#### Text passage:
───

Meryl Streep startled audiences when she called Walt Disney a racist and sexist at the National Board of Review Awards while presenting the Best Actress award to Emma Thompson for her performance in Saving Mr. Banks.

Saving Mr. Banks, a film produced by Disney, is a fictionalized telling of the weeks Walt Disney spent courting author P.L. Travers to adapt her book into the now classic Disney musical Marry Poppins. Thompson plays Travers opposite Tom Hanks’ Disney, and the film has been criticized for glossing over Travers’ negative reaction to the film and presenting a biased, idealized portrait of Walt Disney.

Streep Honors Thompson, Criticizes Walt Disney

Streep’s speech reflected these criticisms, though she did not mention it directly. In fact, her speech was a hit at the award ceremony, as Streep made jokes at her own expense and dismissed the concept of award season entirely. Streep began by mentioning the cliché that all artists are, somewhat, unlikable, and applauds Thompson for defying this trope, in comparison to Walt Disney.

“There’s something so consoling about that old trope, but Emma makes you want to kill yourself because she’s a beautiful artist, she’s a writer, she’s a thinker, she’s a living, acting conscience,” Streep said.

In contrast, Streep described Disney as a man who contributed beautifully to the world, but had his faults.

“Disney, who brought joy, arguable, to billions of people, was perhaps… or had some racist proclivities. He formed and supported an anti-Semitic industry lobbying group. And he was certainly, on the evidence of his company’s policies, a gender bigot,” Streep stated.

Streep went on to read a letter sent by the Disney company to a young woman in 1938, dismissing her job application and declaring that “women do not do any of the creative work… as that task is performed entirely by young men.”

───

#### Provided material:
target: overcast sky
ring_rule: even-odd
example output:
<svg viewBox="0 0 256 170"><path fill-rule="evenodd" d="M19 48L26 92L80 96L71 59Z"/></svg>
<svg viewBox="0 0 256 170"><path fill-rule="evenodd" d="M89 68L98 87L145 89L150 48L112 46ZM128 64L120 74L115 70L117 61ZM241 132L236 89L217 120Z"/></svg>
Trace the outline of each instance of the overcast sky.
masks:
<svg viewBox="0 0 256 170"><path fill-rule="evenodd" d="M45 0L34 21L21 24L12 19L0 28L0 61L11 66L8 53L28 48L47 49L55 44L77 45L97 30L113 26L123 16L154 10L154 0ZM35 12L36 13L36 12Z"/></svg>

───

#### Task statement:
Rewrite the stretch of the article on Meryl Streep's speech from "Streep’s speech reflected" through "had his faults.", substituting "stereotype" for each "trope".

#### Final answer:
Streep’s speech reflected these criticisms, though she did not mention it directly. In fact, her speech was a hit at the award ceremony, as Streep made jokes at her own expense and dismissed the concept of award season entirely. Streep began by mentioning the cliché that all artists are, somewhat, unlikable, and applauds Thompson for defying this stereotype, in comparison to Walt Disney.

“There’s something so consoling about that old stereotype, but Emma makes you want to kill yourself because she’s a beautiful artist, she’s a writer, she’s a thinker, she’s a living, acting conscience,” Streep said.

In contrast, Streep described Disney as a man who contributed beautifully to the world, but had his faults.